[Collected data]
--- --- ---

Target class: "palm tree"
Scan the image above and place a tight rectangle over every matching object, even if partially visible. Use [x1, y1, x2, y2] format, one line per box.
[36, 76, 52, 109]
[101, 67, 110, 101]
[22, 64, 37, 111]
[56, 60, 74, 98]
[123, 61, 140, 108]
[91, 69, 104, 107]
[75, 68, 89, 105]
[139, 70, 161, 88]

--- --- ---

To do -
Copy the records above exactly as they appear.

Expected answer -
Target class: "palm tree"
Scan the image above and place a tight rectangle over every matching object, even if partially visible. Use [x1, y1, x2, y2] format, one line per box.
[36, 76, 52, 109]
[101, 67, 110, 101]
[22, 64, 37, 111]
[56, 60, 74, 98]
[123, 61, 140, 108]
[91, 69, 104, 107]
[75, 68, 89, 105]
[139, 70, 161, 88]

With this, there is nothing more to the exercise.